From the labor account below, copy word for word the part that opens with the words containing "At check in, I" and closes with "my WHOLE LABOR.".
-------- PASSAGE SHOWN
At check in, I began to get impatient. I was staring at the clock, watching the seconds and minutes tick by, answering every annoying question that sounded just like the previous (isn’t this what I registered online to avoid?!), increasingly aware that my contractions were coming in at every 3 minutes. By the end of this, 20 minutes after arriving, I was feeling what I had felt my entire labor with Corwin. That intense pain. This time, however, it was a slow, steady, and manageable progression. It wasn’t my WHOLE LABOR.
A man come up to me with a wheelchair and I thought I might cry if he made me sit in it… no way. I walked to the elevator, and then waddled to labor and delivery, and ever-so-carefully plopped myself on the bed…
Oh that bed… This was when things sucked. I got checked and was discovered to be at 9 centimeters (and I will NEVER forget the look on that nurses’ face… ha!) It wouldn’t have been nearly as bad after this point but, oh no, I needed to be monitored. And then I wasn’t allowed to stand because they were afraid the baby would fall out (no really, I’m serious). Then I was waiting for the doctor… Waiting, waiting, waiting…. Even more painful than pushing the baby out was having to force my body to WAIT on that dang doctor! We ultimately gave up and the CNM on duty caught the baby, with the Dr walking in LITERALLY a minute later asking “Did I miss the show?”… ya think?
----------------
-------- EXTRACTED INFORMATION
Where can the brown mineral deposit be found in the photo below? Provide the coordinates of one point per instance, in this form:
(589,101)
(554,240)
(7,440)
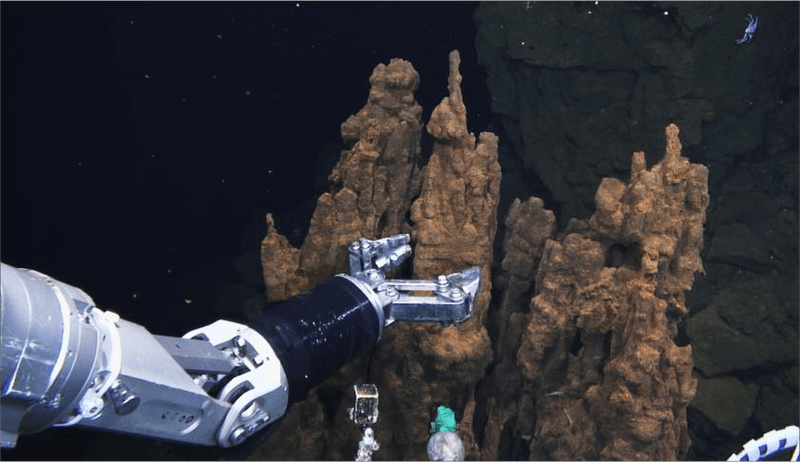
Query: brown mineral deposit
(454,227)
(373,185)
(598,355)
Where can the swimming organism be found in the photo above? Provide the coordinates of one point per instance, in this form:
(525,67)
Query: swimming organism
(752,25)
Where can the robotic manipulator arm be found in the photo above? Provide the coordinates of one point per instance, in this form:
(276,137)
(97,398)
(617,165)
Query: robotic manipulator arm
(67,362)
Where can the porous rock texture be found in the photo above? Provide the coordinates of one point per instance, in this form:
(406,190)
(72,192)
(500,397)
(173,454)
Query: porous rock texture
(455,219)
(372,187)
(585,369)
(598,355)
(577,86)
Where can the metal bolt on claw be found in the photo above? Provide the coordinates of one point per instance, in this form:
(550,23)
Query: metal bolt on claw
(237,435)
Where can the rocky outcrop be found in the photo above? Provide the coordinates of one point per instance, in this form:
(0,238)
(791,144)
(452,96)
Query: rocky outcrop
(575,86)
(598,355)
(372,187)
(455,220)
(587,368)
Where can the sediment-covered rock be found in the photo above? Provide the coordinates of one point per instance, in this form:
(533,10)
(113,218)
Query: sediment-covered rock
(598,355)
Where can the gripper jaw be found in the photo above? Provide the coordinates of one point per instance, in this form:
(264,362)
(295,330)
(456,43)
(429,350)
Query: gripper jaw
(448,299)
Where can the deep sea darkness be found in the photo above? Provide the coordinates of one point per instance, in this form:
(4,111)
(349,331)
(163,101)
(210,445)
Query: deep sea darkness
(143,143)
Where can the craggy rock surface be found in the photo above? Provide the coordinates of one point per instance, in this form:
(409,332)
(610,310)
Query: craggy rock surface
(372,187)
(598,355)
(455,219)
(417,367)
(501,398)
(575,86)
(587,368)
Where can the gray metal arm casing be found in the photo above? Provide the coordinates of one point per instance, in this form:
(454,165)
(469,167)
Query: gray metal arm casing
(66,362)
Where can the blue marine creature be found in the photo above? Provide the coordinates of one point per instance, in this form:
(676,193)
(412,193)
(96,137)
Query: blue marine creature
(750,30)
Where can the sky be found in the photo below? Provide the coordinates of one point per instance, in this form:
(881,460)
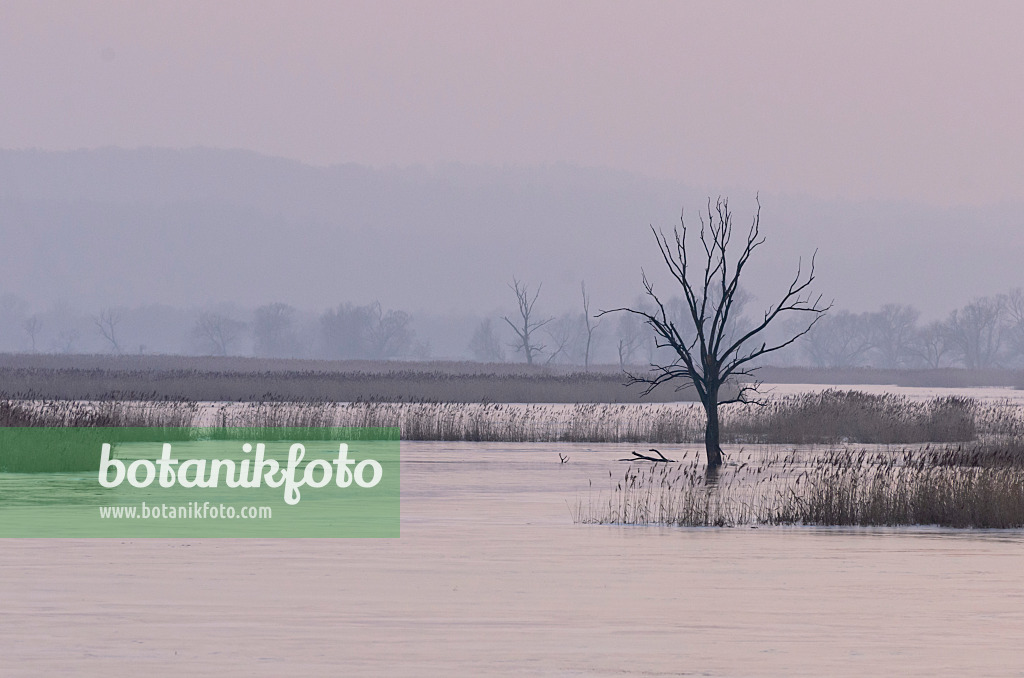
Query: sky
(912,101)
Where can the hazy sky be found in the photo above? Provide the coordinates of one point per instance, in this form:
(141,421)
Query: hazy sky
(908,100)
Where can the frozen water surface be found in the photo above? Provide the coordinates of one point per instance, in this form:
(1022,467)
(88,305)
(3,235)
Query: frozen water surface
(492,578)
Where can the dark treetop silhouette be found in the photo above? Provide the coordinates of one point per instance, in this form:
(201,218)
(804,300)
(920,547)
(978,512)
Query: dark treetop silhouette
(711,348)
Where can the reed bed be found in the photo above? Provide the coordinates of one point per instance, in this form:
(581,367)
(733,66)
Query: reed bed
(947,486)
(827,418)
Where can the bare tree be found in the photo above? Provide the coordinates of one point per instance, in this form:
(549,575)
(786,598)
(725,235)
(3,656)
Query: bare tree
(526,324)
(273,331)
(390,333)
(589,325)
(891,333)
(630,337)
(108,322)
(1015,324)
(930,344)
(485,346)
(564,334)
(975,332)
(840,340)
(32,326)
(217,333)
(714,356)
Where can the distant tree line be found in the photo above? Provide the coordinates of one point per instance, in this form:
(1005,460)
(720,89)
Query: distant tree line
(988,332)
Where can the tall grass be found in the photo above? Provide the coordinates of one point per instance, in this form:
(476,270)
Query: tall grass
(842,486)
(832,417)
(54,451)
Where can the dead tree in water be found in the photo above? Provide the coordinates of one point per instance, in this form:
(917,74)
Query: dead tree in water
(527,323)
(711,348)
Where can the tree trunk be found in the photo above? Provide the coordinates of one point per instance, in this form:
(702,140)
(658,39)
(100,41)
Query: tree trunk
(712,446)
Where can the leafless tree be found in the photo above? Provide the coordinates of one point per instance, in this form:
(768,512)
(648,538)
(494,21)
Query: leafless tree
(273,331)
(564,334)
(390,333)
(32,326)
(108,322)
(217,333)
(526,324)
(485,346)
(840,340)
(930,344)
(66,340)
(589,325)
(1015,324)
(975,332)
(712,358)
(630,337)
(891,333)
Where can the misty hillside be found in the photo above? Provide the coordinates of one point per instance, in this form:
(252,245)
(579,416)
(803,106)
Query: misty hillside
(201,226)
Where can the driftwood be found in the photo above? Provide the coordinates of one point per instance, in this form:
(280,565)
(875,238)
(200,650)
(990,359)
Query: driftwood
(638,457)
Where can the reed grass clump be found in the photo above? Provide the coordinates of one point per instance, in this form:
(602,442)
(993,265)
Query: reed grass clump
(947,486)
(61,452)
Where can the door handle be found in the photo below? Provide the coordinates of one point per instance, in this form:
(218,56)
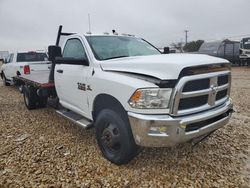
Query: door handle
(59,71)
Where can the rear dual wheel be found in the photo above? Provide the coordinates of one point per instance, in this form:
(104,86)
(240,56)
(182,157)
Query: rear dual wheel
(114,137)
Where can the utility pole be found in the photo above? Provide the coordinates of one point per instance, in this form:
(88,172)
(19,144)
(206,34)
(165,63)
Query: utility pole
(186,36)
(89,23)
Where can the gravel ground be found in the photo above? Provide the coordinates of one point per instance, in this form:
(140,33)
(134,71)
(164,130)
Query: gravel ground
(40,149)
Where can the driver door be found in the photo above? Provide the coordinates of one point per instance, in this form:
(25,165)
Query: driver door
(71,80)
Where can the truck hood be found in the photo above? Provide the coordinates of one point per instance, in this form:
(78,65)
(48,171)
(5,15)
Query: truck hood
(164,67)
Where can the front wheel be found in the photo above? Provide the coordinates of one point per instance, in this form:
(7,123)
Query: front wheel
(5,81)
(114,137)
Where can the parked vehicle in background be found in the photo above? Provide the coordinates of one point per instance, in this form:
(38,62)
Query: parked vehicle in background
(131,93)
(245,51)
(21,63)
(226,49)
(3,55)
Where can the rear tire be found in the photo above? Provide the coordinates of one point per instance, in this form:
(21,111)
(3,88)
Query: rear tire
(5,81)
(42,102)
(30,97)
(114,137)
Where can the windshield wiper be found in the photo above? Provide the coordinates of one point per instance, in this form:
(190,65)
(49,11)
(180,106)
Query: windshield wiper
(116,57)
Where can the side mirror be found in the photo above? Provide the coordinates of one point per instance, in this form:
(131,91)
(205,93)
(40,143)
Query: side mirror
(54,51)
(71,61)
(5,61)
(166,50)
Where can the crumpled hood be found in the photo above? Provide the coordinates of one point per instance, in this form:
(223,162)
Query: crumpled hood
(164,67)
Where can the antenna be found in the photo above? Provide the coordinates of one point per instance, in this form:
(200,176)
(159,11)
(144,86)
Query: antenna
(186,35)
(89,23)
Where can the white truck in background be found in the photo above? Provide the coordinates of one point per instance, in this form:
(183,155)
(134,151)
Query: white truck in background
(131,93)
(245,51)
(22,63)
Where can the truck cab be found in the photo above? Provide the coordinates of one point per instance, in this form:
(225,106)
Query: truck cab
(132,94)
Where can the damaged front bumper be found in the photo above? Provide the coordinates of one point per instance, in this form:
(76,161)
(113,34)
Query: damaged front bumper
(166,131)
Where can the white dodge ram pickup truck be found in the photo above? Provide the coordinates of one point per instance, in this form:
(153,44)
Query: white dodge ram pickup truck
----------------
▸ **ANSWER BELOW**
At check in, I began to get impatient. I was staring at the clock, watching the seconds and minutes tick by, answering every annoying question that sounded just like the previous (isn’t this what I registered online to avoid?!), increasingly aware that my contractions were coming in at every 3 minutes. By the end of this, 20 minutes after arriving, I was feeling what I had felt my entire labor with Corwin. That intense pain. This time, however, it was a slow, steady, and manageable progression. It wasn’t my WHOLE LABOR.